* PAGE TEXT
Wiki's definition of abalone as "small to very large edible sea snails" hardly does this creature justice. Its thick shell serves as excellent protection against predators, and it's "foot" allows it to both move reasonably rapidly and to clamp down hard under its protective shell when threatened. The shell's unique structure is being studied for ways to improve the strength of ceramics including body armor applications because of its unusual ability to absorb energy without shattering. Finnish researchers have already developed a paper-thin reinforcing armor based on abalone nacre which can be painted on.

Most of the articles Google offers about the abalone relate to human uses. I had to delve a little more deeply to discover that the vegetarian abalone has primitive eyes on the ends of retractable stalks, long tentacles, and a tongue with rasp-like teeth which can be 1/3 of the animal's total length. Their nervous system does not include a brain. Because the animals are relatively sedentary, their shell often becomes home for other creatures and one article claimed that as many as 90 species of small gastropods have been found living on red abalone shells. And did you know that all abalone are hemophiliacs? This is the reason responsible sport divers measure the animals before removing them from the rocks to avoid harming undersized individuals.

* ASSIGNMENT 1
Reproduce the part of the abalone passage that starts at "Most of the" and ends at "harming undersized individuals.".
* ASSIGNMENT 2
Carry on the passage about abalone, picking up after its last sentence.

* THE DATA
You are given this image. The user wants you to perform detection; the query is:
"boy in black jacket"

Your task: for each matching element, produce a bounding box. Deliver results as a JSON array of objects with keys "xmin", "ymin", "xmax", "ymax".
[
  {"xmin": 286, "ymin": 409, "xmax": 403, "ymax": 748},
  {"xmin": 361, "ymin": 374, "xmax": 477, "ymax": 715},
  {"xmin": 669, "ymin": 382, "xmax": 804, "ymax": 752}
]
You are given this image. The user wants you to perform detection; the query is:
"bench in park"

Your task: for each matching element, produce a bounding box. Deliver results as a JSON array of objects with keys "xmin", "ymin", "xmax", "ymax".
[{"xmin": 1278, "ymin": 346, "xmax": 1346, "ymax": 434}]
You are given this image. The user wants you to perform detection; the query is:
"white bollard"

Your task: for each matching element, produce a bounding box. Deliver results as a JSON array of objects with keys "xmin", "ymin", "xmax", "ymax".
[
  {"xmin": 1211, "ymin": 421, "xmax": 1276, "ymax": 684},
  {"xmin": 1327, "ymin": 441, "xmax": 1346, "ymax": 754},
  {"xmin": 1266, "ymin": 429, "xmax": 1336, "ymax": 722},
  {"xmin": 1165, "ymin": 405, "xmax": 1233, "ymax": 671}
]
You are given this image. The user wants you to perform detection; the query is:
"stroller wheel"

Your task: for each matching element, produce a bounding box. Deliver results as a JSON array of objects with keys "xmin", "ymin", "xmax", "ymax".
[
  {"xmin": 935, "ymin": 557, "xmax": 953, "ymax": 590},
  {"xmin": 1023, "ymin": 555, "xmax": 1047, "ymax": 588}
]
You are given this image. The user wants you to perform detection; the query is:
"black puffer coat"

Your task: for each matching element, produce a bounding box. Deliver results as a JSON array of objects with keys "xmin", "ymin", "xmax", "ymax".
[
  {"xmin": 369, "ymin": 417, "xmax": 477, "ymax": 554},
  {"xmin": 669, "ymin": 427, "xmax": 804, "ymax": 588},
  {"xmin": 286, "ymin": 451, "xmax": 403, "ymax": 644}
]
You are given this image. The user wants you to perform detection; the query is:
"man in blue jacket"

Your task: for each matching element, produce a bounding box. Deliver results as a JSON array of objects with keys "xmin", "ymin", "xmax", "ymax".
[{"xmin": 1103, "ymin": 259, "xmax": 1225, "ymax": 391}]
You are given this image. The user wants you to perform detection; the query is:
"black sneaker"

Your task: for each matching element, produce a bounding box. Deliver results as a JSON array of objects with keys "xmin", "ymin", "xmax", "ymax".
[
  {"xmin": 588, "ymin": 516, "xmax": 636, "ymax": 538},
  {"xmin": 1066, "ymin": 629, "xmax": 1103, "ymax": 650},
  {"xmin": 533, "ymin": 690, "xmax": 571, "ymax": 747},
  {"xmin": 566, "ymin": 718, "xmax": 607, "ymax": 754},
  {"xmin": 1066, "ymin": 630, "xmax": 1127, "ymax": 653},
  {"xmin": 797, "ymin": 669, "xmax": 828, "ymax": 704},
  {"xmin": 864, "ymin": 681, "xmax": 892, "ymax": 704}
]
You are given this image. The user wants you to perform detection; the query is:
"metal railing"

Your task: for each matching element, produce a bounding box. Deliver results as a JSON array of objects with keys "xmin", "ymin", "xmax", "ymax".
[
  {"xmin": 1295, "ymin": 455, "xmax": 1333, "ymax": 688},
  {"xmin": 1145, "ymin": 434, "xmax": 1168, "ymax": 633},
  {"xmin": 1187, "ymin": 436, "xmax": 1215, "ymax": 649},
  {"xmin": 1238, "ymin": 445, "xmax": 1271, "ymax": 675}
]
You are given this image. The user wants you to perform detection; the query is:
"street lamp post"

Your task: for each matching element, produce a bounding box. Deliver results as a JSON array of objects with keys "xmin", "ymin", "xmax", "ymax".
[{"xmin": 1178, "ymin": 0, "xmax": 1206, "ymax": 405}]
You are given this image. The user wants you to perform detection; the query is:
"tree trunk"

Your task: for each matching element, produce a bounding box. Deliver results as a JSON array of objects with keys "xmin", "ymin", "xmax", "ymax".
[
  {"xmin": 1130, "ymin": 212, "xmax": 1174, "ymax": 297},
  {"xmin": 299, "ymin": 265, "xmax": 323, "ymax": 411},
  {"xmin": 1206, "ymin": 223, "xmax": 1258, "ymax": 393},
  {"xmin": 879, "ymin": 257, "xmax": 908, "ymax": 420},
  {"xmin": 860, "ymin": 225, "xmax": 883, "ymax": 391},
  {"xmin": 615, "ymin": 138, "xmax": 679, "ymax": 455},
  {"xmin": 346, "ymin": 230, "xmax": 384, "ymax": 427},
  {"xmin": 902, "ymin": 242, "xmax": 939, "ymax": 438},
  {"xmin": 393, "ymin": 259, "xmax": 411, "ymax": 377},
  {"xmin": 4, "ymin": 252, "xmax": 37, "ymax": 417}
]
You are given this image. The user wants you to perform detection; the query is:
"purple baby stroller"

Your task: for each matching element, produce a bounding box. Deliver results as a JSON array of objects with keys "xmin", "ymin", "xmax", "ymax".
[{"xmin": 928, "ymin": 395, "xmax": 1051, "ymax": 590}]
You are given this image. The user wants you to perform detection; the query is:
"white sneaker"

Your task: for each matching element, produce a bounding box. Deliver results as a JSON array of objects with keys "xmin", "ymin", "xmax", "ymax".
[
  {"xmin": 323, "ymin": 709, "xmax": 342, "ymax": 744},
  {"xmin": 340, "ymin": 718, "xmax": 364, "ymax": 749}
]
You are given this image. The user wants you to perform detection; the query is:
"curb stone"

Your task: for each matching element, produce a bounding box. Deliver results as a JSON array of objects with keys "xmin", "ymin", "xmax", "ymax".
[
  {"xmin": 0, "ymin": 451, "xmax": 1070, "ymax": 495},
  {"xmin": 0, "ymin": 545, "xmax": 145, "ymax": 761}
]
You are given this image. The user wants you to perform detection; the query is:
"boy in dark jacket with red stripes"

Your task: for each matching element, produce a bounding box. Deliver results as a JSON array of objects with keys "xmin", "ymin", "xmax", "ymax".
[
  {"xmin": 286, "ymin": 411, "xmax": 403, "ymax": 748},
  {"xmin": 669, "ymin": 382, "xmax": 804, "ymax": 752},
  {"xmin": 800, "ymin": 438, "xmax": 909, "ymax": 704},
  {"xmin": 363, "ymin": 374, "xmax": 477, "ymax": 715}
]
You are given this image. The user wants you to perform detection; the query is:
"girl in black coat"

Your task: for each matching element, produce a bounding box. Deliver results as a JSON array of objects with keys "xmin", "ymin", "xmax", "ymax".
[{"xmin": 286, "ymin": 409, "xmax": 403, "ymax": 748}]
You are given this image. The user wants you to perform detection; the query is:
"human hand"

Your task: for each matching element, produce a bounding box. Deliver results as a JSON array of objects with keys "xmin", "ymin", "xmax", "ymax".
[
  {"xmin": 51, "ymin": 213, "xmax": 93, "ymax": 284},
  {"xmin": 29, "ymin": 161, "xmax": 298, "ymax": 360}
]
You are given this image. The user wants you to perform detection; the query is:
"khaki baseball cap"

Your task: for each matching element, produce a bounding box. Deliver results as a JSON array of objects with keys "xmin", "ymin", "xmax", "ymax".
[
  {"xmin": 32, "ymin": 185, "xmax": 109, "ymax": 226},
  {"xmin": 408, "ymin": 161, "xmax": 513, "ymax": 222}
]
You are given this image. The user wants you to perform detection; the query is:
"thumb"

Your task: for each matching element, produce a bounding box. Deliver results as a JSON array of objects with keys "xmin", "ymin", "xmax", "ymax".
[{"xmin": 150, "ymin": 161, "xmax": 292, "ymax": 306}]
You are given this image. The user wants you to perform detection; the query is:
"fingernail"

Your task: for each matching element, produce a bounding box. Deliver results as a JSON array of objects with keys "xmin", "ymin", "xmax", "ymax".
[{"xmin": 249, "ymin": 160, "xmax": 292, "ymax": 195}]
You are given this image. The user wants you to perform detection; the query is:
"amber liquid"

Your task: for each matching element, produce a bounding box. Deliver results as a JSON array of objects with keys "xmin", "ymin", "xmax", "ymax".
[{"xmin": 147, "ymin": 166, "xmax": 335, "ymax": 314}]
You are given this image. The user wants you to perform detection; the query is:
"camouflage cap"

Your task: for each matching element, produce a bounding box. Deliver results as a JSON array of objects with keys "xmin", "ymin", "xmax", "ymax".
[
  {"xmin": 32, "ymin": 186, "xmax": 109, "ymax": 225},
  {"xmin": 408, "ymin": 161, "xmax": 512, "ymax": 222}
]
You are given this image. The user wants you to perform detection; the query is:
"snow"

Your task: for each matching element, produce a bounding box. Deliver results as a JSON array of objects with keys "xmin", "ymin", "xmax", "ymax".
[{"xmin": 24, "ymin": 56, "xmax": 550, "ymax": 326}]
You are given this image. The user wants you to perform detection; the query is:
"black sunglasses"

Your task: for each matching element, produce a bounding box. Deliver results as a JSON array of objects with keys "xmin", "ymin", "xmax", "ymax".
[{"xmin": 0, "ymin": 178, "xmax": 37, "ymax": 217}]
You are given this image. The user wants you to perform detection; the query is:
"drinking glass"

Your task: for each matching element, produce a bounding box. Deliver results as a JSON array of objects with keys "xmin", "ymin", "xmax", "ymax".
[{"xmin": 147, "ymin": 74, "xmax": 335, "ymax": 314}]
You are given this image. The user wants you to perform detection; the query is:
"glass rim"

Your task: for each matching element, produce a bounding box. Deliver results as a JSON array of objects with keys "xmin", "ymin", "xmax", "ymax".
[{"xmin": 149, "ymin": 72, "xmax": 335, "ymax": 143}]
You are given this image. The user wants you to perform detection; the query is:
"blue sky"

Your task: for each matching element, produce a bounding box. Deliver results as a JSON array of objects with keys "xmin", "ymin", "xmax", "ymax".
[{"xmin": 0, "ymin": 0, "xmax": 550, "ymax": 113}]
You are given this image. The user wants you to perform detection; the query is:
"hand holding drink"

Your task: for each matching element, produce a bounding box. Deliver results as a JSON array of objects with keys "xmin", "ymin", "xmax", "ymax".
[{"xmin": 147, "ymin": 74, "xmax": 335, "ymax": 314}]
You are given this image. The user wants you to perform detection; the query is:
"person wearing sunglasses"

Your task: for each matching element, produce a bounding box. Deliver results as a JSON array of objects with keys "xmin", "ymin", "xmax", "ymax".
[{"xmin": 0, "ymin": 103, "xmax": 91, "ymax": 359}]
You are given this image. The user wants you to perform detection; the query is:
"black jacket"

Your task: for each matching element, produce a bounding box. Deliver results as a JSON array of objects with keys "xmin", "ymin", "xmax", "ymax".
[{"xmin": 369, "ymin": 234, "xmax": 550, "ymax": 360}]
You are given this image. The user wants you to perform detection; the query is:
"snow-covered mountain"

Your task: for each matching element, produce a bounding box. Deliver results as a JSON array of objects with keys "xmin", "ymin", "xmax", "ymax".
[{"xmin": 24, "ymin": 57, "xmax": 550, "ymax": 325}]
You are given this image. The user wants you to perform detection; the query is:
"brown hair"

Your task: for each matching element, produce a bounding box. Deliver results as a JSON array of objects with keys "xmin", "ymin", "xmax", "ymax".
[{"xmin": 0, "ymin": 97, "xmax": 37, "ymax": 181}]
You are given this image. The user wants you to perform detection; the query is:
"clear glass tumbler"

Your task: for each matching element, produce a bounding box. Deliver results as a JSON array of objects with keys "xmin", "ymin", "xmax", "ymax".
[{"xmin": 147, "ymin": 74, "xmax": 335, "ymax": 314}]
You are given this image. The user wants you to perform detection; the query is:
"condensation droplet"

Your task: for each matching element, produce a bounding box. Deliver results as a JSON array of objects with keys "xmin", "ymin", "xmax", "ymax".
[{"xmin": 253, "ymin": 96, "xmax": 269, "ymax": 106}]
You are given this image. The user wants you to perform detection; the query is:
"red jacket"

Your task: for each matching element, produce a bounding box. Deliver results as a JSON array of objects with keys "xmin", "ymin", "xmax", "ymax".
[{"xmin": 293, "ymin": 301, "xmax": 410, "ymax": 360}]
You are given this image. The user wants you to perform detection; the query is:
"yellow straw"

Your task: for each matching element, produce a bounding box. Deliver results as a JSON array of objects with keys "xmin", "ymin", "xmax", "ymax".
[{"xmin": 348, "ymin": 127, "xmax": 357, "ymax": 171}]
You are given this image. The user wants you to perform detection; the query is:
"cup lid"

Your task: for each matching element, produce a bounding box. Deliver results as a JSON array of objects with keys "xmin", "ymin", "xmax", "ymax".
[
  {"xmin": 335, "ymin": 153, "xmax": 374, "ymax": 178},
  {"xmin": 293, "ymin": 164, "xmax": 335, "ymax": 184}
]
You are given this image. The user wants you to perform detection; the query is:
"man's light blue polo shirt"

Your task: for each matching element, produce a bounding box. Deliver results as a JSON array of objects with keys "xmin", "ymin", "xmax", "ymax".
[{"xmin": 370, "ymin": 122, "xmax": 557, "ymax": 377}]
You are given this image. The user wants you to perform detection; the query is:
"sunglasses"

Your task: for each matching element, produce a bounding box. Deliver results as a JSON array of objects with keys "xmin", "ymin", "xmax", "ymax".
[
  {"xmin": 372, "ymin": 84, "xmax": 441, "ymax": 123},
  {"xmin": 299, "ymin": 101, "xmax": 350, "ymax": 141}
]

* ANSWER AREA 1
Most of the articles Google offers about the abalone relate to human uses. I had to delve a little more deeply to discover that the vegetarian abalone has primitive eyes on the ends of retractable stalks, long tentacles, and a tongue with rasp-like teeth which can be 1/3 of the animal's total length. Their nervous system does not include a brain. Because the animals are relatively sedentary, their shell often becomes home for other creatures and one article claimed that as many as 90 species of small gastropods have been found living on red abalone shells. And did you know that all abalone are hemophiliacs? This is the reason responsible sport divers measure the animals before removing them from the rocks to avoid harming undersized individuals.

* ANSWER AREA 2
Somehow we have arrived at the same point we arrived at in the last article I wrote on the Poppy Bouquet Necklace, namely how to account for the extraordinary beauty of these shells? We have learned the abalone is a brainless snail, highly prized for its meat; that it carries its cleverly armored home right along with it, that its visual system is primitive at best... and yet somehow the inside of its home is decorated beyond any sensible reason. Obviously the amazingly colorful interior doesn't help ward off predators, in fact it invites predation by man. Neither can the hidden brilliance attract mates. One can understand why the inside of the shell would be smooth and comfy but none of the evolutionary benefits we've mentioned seem to require over-the-top iridescent colors. (In fact, a little abalone goes a long way in jewelry, I added the abalone-colored freshwater pearls to this composition to avoid abalone burnout!) The abalone does not appear in The Medicine Cards but perhaps it deserves a place there. Abalone may be reminding us to observe something in ourselves which is beneath ego, a structural element but not a private possession; something originally true, good and beautiful. I hope you will order this necklace and enjoy contemplating the theme of inner beauty when you wear it.

By the way, the back of the leaf displays the natural carmel-colored shell. The three abalone beads have been laminated so they display iridescent colors on both sides.